== Stated problem A ==
Decide whether each statement below agrees with the nature-versus-nurture post. Answer yes or no for each, and quote the deciding words of the post exactly. (i) Dawna holds that the people with the greatest influence are born with great leadership qualities. (ii) Tom states that he has never seen a BNI President learn leadership qualities. (iii) The author says that on the good days, everything comes down to nurture.

Nature vs. Nurture
As parents of two precocious little boys (is there any other kind?), we often wrestle with the nature vs. nurture debate. There are days I pray it’s nature because I cringe at the thought that we’ve nurtured some of their less desirable traits. Of course, on the good days, it’s all about the nurture factor! Apparently this nature vs. nurture discussion doesn’t end when we reach legal drinking age. Last week’s post sparked an interesting debate about the source of influence. Here is the conversation between Tom Gosche and Dawna Watson:
Dawna: “It seems to me the people with the greatest influence are the ones who are born with those great leadership qualities. I have yet to see an individual “learn” not just to be a leader, but to also carry all of the qualities that make a leader great. You can even see it in children as young as kindergarten age. Some lead with love and compassion, while others lead with intimidation and greed. As they grow the dynamics are still there and you find the exact same kids leading in the exact same manner, which of course carries into adulthood. I’d love to see a true example of someone who became a leader with great influence who wasn’t already born with that ability.”
Tom: “I don’t know about that, Dawna. I have seen some of my best Presidents in BNI start out without those qualities, learn them and excel. Maybe those qualities were there all along, and it took a task or specific job to bring them out.”

== Stated problem B ==
Present as a numbered list the section of the records that begins with the line containing "Annotate the cart wheel" and ends with the line containing "Target: cart frame", omitting blank lines.

== Task input ==
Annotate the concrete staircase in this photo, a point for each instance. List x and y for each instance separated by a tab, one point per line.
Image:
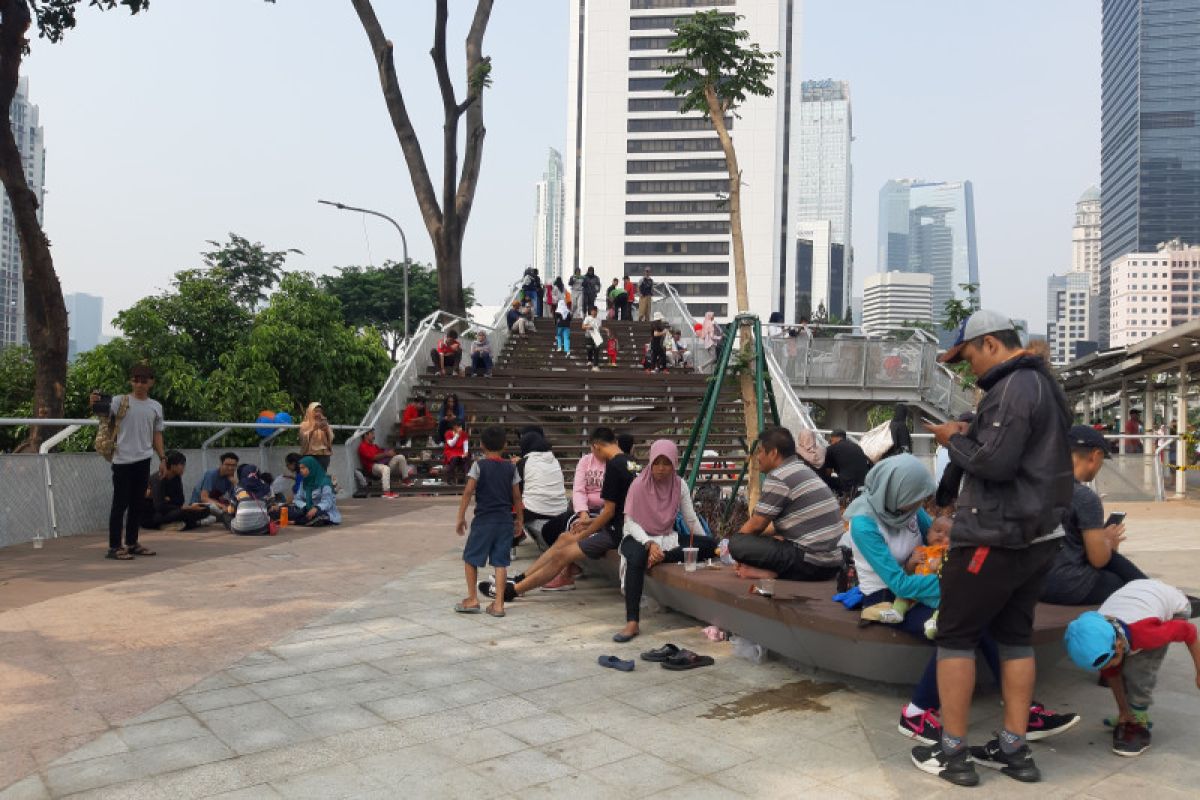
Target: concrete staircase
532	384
* * *
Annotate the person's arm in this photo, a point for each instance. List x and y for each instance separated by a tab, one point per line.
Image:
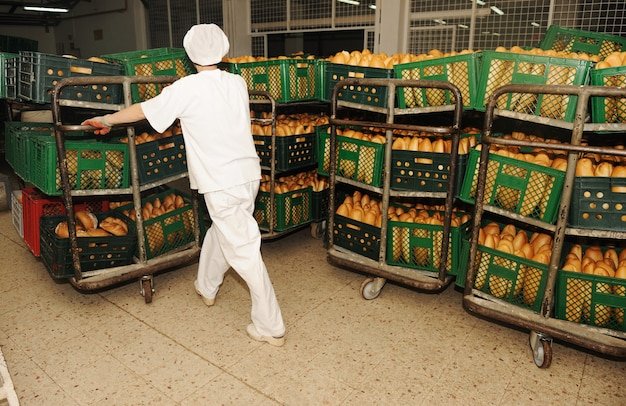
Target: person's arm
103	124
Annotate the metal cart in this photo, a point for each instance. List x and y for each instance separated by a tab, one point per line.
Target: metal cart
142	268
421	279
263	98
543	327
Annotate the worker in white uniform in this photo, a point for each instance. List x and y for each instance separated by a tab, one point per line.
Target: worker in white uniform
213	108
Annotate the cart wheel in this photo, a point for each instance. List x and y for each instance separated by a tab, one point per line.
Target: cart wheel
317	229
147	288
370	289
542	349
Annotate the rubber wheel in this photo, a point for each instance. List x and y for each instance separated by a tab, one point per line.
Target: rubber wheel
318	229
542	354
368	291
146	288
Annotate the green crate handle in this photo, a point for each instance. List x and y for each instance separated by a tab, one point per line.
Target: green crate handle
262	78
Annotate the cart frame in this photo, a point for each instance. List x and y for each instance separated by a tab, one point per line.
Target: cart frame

== Finished answer A ==
(i) Yes: "It seems to me the people with the greatest influence are the ones who are born with those great leadership qualities."
(ii) No: "I have seen some of my best Presidents in BNI start out without those qualities, learn them and excel."
(iii) Yes: "Of course, on the good days, it’s all about the nurture factor!"

== Finished answer B ==
1. Annotate the cart wheel in this photo, a point for each instance. List x and y for each instance separated by a tab, one point per line.
2. Target: cart wheel
3. 317	229
4. 147	288
5. 370	289
6. 542	349
7. Annotate the rubber wheel in this photo, a point for each instance. List x and y for each instance separated by a tab, one point per line.
8. Target: rubber wheel
9. 318	229
10. 542	354
11. 368	291
12. 146	288
13. Annotate the green crate handle in this photo, a point for each instance. List x and y for each instance separated by a tab, one point per line.
14. Target: green crate handle
15. 262	78
16. Annotate the cart frame in this photo, a point for each instance. List x and y for each instance separated by a tab, one point per line.
17. Target: cart frame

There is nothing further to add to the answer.